Gather the lines from the material that contain "sofa".
************
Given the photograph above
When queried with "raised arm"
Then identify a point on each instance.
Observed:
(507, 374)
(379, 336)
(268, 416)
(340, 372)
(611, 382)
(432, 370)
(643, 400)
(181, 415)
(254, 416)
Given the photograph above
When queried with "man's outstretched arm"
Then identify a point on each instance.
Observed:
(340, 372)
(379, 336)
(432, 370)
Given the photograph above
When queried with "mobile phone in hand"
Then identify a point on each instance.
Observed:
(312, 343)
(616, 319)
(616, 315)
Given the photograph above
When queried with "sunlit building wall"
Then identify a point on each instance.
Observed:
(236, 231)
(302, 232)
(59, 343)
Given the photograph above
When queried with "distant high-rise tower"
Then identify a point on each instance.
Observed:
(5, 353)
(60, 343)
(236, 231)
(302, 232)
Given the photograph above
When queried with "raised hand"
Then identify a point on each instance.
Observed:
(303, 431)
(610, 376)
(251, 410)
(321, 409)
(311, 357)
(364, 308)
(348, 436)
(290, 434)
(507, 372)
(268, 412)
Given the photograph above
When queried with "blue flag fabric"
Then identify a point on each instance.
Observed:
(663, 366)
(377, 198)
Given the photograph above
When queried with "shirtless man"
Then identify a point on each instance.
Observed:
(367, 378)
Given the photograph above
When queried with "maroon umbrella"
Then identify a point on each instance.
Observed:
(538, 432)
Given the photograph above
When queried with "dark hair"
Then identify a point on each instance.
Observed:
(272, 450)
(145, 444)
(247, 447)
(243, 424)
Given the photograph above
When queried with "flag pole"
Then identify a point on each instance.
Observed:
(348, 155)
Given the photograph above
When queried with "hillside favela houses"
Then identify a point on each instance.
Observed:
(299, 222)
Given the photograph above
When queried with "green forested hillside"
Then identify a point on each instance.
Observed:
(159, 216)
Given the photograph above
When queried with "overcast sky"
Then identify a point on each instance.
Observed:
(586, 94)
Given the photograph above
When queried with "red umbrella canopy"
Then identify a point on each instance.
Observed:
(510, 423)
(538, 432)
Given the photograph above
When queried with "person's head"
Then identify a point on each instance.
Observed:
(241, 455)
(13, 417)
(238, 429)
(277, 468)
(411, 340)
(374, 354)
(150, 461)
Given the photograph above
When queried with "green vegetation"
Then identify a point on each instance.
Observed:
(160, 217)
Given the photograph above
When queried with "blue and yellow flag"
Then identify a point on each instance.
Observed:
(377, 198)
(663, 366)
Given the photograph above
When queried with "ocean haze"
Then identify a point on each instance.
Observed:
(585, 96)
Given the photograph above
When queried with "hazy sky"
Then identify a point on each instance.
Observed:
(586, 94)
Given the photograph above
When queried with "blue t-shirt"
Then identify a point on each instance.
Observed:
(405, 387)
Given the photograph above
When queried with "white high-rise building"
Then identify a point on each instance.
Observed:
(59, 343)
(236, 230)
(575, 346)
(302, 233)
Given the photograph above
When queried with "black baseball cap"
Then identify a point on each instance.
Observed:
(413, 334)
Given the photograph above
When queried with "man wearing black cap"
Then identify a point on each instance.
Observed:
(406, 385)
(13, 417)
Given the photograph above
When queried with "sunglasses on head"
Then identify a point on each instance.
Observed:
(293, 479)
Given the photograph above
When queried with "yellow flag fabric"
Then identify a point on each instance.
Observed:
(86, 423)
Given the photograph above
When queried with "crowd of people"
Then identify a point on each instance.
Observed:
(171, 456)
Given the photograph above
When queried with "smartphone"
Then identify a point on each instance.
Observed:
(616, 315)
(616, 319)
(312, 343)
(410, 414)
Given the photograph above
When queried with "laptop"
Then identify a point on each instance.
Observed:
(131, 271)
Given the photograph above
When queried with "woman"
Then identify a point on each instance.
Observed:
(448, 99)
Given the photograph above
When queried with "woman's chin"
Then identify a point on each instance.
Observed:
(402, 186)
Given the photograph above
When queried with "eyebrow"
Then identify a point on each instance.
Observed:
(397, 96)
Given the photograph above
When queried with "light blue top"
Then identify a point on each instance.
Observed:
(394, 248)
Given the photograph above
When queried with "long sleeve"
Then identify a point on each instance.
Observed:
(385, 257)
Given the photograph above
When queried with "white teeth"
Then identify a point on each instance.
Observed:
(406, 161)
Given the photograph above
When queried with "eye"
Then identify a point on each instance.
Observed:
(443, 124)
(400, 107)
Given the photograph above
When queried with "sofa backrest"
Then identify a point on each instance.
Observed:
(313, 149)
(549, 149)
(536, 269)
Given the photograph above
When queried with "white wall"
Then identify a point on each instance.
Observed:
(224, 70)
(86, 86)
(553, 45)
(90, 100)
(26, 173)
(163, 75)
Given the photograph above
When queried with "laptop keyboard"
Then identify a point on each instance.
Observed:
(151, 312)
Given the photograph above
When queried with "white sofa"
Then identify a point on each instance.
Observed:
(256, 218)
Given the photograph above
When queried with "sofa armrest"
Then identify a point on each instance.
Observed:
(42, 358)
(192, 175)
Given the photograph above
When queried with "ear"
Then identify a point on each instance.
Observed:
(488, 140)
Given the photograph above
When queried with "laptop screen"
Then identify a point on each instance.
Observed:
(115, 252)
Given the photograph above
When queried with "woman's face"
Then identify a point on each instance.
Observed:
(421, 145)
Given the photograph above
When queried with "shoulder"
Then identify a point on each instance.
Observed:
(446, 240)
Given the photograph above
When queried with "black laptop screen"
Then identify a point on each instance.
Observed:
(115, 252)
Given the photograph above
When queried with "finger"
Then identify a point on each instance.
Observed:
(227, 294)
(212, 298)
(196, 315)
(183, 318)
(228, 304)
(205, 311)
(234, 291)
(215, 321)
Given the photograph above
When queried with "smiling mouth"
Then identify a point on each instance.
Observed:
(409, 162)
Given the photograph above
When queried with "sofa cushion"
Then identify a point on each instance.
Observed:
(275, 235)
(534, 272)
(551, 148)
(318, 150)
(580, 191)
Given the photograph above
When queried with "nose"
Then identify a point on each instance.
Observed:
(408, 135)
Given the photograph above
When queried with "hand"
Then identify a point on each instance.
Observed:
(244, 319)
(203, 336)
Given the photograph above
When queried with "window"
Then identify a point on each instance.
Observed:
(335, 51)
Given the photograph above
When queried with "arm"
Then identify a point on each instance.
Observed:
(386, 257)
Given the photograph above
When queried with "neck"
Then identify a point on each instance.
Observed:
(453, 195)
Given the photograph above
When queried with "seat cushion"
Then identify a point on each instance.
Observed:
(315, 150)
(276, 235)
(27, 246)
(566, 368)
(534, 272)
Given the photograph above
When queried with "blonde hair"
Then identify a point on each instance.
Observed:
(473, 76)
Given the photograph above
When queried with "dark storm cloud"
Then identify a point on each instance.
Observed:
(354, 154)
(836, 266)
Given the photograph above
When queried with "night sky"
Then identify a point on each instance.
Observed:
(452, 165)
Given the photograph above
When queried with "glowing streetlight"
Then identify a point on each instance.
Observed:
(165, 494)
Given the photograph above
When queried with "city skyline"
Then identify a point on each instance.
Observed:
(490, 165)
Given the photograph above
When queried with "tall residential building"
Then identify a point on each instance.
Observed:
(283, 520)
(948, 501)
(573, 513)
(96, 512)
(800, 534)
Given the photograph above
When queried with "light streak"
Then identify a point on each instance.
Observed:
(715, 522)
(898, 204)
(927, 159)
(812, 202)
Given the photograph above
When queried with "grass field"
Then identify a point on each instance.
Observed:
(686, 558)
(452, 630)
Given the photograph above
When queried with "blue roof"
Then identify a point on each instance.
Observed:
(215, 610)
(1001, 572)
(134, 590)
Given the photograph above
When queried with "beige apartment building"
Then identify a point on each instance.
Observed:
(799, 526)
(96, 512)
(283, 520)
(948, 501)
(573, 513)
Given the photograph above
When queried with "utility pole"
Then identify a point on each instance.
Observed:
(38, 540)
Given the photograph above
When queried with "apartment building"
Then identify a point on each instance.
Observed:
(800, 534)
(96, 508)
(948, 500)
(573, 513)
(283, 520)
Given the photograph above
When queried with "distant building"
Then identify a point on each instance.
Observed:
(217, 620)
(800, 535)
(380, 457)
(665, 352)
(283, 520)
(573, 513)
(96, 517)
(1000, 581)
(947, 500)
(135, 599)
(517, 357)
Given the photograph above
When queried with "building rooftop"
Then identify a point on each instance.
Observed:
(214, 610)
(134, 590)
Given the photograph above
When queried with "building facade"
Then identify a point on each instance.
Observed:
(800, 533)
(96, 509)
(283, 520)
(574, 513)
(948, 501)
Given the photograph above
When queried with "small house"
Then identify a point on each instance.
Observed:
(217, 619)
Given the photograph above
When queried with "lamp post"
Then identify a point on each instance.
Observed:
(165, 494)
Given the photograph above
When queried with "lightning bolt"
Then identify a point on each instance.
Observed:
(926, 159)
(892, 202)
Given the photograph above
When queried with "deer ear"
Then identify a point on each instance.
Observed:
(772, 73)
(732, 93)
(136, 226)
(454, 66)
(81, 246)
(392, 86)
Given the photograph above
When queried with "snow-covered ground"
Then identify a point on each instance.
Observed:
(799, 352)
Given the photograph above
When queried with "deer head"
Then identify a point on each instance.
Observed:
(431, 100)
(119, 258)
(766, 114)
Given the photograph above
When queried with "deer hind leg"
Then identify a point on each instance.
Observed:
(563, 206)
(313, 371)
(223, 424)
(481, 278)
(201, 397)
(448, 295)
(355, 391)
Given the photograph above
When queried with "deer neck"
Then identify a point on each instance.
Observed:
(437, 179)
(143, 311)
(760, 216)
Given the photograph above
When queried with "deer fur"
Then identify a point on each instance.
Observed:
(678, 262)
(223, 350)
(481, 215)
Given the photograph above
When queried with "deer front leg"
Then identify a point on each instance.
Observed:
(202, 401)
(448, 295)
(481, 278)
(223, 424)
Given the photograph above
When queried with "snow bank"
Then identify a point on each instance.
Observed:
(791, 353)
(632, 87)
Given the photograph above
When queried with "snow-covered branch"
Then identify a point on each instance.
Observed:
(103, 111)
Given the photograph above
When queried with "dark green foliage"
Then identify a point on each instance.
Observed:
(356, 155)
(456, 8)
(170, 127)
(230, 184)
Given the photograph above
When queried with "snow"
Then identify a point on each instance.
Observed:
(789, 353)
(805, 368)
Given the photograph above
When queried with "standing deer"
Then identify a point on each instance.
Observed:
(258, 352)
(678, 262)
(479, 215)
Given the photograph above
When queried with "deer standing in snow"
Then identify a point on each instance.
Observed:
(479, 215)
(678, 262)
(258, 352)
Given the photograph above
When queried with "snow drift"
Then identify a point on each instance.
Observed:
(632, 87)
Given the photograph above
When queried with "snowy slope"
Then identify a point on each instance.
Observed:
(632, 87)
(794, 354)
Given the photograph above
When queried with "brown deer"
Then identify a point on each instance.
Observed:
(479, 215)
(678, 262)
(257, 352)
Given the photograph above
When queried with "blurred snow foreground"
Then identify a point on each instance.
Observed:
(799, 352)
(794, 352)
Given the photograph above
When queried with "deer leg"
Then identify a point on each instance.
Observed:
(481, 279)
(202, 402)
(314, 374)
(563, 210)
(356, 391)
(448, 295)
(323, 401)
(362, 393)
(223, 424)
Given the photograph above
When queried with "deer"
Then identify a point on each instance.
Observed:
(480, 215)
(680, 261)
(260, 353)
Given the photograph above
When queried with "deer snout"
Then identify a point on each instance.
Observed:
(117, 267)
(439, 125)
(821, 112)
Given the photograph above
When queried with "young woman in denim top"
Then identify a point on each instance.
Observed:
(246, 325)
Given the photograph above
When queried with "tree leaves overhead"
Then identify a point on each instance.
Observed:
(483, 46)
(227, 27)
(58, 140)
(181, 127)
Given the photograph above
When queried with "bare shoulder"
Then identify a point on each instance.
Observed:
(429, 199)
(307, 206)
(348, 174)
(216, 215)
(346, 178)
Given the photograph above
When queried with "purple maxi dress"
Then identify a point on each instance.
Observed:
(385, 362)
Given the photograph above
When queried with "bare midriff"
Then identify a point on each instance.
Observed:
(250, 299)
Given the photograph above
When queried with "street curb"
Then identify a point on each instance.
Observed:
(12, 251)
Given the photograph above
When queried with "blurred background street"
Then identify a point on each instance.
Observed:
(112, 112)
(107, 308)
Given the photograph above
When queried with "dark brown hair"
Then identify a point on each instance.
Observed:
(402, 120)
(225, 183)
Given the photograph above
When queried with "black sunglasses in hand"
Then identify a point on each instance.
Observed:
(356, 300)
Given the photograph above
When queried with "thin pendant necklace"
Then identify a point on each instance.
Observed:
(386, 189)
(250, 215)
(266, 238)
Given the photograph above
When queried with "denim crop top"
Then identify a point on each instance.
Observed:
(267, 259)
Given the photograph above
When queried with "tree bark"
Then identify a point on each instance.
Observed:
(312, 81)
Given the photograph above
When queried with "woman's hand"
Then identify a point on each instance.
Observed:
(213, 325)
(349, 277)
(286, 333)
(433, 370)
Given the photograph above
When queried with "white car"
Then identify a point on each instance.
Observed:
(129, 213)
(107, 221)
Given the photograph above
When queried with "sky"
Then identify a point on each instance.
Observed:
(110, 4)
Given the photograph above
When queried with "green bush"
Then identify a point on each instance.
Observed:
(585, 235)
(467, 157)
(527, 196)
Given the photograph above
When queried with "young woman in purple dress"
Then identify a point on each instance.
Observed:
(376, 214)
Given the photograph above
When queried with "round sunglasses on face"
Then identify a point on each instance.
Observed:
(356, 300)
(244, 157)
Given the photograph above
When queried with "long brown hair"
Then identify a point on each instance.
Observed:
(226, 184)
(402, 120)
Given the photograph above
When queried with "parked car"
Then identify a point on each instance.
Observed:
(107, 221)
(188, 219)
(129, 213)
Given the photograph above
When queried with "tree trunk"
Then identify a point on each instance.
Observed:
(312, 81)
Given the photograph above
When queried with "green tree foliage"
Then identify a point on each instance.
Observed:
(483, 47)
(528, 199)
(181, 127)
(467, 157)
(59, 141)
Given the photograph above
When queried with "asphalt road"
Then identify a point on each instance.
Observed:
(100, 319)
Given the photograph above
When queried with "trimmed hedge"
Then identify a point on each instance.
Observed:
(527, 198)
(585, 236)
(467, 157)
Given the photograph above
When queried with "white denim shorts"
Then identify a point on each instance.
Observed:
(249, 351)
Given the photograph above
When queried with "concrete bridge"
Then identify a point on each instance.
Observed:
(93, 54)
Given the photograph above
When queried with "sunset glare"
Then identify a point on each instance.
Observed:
************
> [Result of the task]
When queried with "sofa backrest"
When queried with "white sofa"
When queried with "sofa armrest"
When queried with "sofa cushion"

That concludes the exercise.